- The problem -
Copy the data exactly, keeping every line intact.

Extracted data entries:
════════
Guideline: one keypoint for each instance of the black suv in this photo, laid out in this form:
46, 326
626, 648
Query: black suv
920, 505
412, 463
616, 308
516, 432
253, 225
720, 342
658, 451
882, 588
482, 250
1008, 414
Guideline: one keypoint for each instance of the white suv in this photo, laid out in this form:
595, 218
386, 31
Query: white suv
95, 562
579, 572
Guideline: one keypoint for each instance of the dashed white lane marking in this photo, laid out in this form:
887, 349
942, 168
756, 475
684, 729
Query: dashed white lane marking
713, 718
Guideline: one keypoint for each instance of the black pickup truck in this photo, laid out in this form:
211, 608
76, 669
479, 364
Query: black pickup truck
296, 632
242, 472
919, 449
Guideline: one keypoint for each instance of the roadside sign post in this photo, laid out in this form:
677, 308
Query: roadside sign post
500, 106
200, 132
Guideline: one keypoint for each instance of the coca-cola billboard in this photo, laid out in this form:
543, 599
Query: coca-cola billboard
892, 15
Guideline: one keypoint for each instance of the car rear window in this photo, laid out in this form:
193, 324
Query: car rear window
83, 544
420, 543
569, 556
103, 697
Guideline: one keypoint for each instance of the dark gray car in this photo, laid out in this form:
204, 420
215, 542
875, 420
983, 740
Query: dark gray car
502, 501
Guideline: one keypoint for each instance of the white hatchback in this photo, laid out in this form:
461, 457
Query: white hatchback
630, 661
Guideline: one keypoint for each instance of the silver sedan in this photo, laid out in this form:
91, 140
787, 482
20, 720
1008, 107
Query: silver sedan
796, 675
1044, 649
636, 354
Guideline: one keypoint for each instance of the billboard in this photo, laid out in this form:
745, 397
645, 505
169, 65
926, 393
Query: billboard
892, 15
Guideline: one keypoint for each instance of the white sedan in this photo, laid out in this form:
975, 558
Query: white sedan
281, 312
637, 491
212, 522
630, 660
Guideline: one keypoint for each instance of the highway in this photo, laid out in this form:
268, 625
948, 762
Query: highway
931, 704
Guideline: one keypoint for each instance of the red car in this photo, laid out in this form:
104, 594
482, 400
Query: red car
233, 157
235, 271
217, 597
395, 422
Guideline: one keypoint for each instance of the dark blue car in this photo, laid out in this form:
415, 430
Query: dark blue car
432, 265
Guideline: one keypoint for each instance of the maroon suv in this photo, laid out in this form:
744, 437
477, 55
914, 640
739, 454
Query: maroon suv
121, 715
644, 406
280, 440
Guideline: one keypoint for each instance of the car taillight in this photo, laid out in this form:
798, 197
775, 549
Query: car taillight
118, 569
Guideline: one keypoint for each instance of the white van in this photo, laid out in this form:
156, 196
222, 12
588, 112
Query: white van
════════
- Answer to the problem -
Guideline: one keypoint for each instance of the black suv in this photo, laid out in this form:
46, 326
626, 648
Query: black suv
920, 505
412, 463
616, 308
516, 432
253, 225
720, 342
658, 451
882, 588
482, 250
1008, 414
Guideline: one keypoint for each instance of the white suv in this photo, laid out in this form:
595, 218
386, 31
Query: white suv
95, 562
579, 572
Guideline: one keypoint for each instance of the dashed white lane marking in this photo, laid out in this form:
887, 349
942, 168
756, 475
684, 729
Query: dashed white lane marking
713, 718
Guideline: one keypoint for each instance of the black pickup truck in this photo, laid out in this form:
211, 608
76, 669
479, 364
Query: black pickup truck
296, 632
242, 472
919, 449
Guideline: one keypoint for each instance of the roadside sign post in this photo, laid out in this form:
677, 308
Query: roadside sign post
500, 106
200, 132
Guideline: one keypoint for each instance of the coca-cola billboard in this photo, laid out in this form:
543, 599
Query: coca-cola billboard
892, 15
Guideline: one keypoint for each instance of the car rear window in this photo, laid out in this form:
193, 324
Query: car rear window
83, 544
420, 543
569, 556
103, 697
Guideline: one keypoint for each instance of the dark gray car in this photo, laid out in this form:
204, 420
215, 542
875, 420
983, 740
Query: dark gray car
502, 501
Guideline: one keypoint for each instance of the white hatchback in this photo, laid out in this form:
461, 457
Query: white hatchback
630, 661
Guideline: one keypoint for each instance of the silver sedan in this photo, laid out in this form:
91, 140
787, 482
20, 720
1008, 107
Query: silver sedan
796, 675
1044, 649
636, 354
Guideline: one keypoint for each instance of the billboard in this photo, laid out in this form:
745, 397
645, 505
169, 65
926, 393
Query: billboard
892, 15
Guideline: one keypoint for each instance of the white sedan in this photo, laid out in this form:
975, 558
Query: white sedan
281, 312
637, 491
212, 522
630, 660
Guideline: one keypoint for each instance of the highway in this photo, laid out in this form:
268, 625
948, 762
Query: highway
931, 704
Guideline: one keypoint for each instance of the red car in this photo, laid out in this form:
104, 594
482, 400
Query: red car
233, 157
235, 271
217, 597
395, 422
Guideline: one keypoint for each instance of the dark blue car in this photo, laid out in this form:
415, 430
Query: dark blue car
432, 265
Guideline: one keypoint for each instance of the maroon suv in this photo, laid out in this form:
744, 437
477, 55
914, 640
739, 454
Query: maroon suv
121, 715
644, 406
280, 440
Guideline: one keypoint for each instance of the car taillight in this photo, laid out in this form:
798, 197
775, 549
Query: car taillight
118, 569
Guideline: one keypoint for each instance of the white van in this photo, laid out in this form:
156, 196
222, 12
588, 112
Query: white van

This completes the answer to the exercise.